Re: [POC] hash partitioning

From: Ashutosh Bapat <ashutosh(dot)bapat(at)enterprisedb(dot)com>
To: amul sul <sulamul(at)gmail(dot)com>
Cc: Dilip Kumar <dilipbalaut(at)gmail(dot)com>, Robert Haas <robertmhaas(at)gmail(dot)com>, Yugo Nagata <nagata(at)sraoss(dot)co(dot)jp>, David Steele <david(at)pgmasters(dot)net>, Greg Stark <stark(at)mit(dot)edu>, PostgreSQL-development <pgsql-hackers(at)postgresql(dot)org>
Subject: Re: [POC] hash partitioning
Date: 2017-05-17 13:24:46
Message-ID: CAFjFpRfx--aMMAbWMUs-G5+P=DpxckGVoqEYkegOBczUQf3okg@mail.gmail.com
Views: Raw Message | Whole Thread | Download mbox | Resend email
Thread:
Lists: pgsql-hackers

On Wed, May 17, 2017 at 2:07 PM, amul sul <sulamul(at)gmail(dot)com> wrote:

>
>> In partition_bounds_equal(), please add comments explaining why is it safe to
>> check just the indexes? May be we should add code under assertion to make sure
>> that the datums are equal as well.
>
> Added assert in the attached version.
>
>> The comment could be something
>> like, "If two partitioned tables have different greatest moduli, their
>> partition schemes don't match. If they have same greatest moduli, and
>> all remainders have different indexes, they all have same modulus
>> specified and the partitions are ordered by remainders, thus indexes
>> array will be an identity i.e. index[i] = i. If the partition
>> corresponding to a given remainder exists, it will have same index
>> entry for both partitioned tables or if it's missing it will be -1.
>> Thus if indexes array matches, corresponding datums array matches. If
>> there are multiple remainders corresponding to a given partition,
>> their partitions are ordered by the lowest of the remainders, thus if
>> indexes array matches, both of the tables have same indexes arrays, in
>> both the tables remainders corresponding to multiple partitions all
>> have same indexes and thus same modulus. Thus again if the indexes are
>> same, datums are same.".
>>
>
> Thanks, added with minor modification.

I have reworded this slightly better. See the attached patch as diff of 0002.

>
>> In the same function
>> if (key->strategy == PARTITION_STRATEGY_HASH)
>> {
>> int greatest_modulus;
>>
>> /*
>> * Compare greatest modulus of hash partition bound which
>> * is the last element of datums array.
>> */
>> if (b1->datums[b1->ndatums - 1][0] != b2->datums[b2->ndatums - 1][0])
>> return false;
>>
>> /* Compare indexes */
>> greatest_modulus = DatumGetInt32(b1->datums[b1->ndatums - 1][0]);
>> for (i = 0; i < greatest_modulus; i++)

_DATA FOR THE TASK:_

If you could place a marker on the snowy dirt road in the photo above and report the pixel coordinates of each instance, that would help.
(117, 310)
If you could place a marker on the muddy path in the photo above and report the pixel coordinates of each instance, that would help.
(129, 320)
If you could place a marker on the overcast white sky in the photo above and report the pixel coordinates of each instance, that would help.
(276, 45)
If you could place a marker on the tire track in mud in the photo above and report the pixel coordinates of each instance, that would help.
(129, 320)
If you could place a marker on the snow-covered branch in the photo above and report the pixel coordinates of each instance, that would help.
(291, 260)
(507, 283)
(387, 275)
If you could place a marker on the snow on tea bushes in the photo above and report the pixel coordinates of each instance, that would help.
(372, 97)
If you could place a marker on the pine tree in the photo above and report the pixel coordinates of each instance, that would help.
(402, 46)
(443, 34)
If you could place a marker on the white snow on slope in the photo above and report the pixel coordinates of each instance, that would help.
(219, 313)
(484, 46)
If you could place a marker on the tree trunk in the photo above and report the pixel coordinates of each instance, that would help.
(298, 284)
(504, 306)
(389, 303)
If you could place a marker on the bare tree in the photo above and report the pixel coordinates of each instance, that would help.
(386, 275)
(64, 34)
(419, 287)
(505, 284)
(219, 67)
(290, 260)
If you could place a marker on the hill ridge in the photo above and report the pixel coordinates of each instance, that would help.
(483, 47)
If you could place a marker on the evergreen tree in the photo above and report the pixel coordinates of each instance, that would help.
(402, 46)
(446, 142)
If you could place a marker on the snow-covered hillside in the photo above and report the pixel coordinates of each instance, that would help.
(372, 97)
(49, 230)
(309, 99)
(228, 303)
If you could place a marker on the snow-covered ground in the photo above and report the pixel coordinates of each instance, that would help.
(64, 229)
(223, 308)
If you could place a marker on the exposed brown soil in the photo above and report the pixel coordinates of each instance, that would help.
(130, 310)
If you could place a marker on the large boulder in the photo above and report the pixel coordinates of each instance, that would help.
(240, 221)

_WRITTEN INSTRUCTION 1:_ In the hash partitioning thread, which element of the datums array holds the greatest modulus of a hash partition bound?
_WRITTEN INSTRUCTION 2:_ Count the lines of the records that contain the string "white", with case counting, and reply with only the number.

_COMPLETE ANSWER 1:_ The last element of the datums array.

_COMPLETE ANSWER 2:_ 2